Requirement.
Please find every line in the rows below that contains the word "aircraft" and copy each such line in full. Case counts when matching.

==== Record extracts ====

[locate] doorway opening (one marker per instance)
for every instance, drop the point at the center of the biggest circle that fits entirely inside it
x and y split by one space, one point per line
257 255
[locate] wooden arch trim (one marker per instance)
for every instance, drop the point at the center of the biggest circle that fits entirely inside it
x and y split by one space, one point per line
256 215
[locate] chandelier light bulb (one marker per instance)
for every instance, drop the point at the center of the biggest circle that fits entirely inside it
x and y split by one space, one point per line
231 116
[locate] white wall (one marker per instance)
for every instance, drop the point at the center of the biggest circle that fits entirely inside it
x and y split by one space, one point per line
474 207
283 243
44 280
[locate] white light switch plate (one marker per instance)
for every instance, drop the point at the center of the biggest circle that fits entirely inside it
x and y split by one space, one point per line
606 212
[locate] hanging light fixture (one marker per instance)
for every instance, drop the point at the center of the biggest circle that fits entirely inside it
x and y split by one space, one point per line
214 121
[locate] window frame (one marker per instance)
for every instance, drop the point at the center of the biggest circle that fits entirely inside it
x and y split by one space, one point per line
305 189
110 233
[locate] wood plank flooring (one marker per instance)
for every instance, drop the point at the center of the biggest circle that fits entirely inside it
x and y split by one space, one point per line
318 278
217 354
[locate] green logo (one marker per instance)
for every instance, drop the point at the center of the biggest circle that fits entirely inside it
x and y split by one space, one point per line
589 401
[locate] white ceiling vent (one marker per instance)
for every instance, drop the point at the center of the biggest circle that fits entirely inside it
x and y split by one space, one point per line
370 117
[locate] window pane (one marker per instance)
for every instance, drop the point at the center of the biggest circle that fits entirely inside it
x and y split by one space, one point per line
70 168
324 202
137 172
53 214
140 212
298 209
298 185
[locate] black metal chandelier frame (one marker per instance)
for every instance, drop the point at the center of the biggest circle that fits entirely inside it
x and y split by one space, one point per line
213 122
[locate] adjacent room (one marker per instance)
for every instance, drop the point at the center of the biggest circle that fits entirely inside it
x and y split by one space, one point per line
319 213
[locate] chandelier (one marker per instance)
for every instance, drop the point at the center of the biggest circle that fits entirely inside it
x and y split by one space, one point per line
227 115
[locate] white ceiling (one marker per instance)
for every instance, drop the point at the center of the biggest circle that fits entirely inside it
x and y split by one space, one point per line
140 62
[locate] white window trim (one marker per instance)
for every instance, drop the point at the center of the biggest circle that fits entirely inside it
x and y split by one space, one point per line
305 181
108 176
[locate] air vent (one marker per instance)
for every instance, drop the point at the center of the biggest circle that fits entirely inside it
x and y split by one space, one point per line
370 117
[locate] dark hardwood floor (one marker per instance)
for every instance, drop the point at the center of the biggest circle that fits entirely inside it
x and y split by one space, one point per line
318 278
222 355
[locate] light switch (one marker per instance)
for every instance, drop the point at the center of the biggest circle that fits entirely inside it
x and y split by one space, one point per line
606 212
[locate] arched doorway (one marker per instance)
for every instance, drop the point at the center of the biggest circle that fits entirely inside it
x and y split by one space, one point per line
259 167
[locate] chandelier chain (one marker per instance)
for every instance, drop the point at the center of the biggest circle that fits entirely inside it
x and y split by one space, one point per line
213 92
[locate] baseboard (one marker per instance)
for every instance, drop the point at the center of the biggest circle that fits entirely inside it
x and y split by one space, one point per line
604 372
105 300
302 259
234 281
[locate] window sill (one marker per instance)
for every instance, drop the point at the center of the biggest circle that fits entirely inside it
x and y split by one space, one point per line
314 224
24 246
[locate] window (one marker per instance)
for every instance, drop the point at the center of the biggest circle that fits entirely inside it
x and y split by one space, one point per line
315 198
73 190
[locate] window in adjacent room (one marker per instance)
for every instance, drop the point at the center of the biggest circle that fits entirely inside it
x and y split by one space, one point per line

====
==== Record extracts ====

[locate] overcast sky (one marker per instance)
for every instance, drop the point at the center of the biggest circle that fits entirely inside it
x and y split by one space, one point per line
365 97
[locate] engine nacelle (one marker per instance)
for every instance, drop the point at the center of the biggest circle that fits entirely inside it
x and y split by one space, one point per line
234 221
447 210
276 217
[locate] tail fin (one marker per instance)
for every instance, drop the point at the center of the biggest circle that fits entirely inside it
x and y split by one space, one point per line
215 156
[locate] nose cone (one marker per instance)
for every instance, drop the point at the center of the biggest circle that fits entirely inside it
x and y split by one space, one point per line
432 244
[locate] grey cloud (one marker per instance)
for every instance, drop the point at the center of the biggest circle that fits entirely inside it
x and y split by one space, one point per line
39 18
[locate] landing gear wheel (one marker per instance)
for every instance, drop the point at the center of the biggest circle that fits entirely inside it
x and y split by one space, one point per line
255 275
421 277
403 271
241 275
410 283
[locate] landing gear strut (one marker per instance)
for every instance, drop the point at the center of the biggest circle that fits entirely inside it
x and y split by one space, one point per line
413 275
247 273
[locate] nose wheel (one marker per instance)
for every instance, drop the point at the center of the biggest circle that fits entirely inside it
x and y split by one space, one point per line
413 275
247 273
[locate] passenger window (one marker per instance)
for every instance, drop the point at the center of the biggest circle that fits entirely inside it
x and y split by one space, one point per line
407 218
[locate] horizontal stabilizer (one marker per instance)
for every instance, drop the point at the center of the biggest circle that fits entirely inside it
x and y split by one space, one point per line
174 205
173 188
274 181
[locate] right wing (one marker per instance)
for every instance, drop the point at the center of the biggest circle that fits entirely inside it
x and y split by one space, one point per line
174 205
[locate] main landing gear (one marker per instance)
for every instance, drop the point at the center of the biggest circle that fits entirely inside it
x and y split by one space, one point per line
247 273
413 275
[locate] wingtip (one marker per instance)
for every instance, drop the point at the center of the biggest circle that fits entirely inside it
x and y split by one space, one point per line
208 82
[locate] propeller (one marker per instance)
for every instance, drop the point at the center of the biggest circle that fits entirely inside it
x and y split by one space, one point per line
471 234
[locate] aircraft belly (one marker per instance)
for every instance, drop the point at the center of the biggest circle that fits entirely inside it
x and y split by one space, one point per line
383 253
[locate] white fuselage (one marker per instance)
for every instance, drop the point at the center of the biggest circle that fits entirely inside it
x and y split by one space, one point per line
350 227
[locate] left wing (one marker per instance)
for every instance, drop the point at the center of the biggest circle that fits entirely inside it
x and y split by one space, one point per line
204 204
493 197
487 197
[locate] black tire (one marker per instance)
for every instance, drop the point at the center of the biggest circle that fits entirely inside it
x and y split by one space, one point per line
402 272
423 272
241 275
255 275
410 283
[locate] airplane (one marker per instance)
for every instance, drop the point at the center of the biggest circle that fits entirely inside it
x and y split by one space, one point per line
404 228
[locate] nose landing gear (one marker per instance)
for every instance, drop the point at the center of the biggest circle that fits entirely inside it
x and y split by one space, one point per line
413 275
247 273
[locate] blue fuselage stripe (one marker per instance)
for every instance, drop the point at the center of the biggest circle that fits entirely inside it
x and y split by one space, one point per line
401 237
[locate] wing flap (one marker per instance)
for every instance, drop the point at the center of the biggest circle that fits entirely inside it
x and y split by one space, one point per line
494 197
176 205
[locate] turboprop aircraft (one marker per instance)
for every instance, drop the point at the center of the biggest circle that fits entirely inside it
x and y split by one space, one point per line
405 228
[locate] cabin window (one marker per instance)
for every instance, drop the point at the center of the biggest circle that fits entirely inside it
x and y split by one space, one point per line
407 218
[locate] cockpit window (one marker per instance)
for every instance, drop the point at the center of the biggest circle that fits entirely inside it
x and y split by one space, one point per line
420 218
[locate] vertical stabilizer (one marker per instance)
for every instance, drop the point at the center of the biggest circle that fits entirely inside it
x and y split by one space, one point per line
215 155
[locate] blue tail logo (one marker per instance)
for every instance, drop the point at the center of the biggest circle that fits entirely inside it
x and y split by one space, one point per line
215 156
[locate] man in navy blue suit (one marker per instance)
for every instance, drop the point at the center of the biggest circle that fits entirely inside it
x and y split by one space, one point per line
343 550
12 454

====

Answer for this exercise.
[locate] aircraft belly (one marker per instance)
[locate] turboprop aircraft (one marker per instance)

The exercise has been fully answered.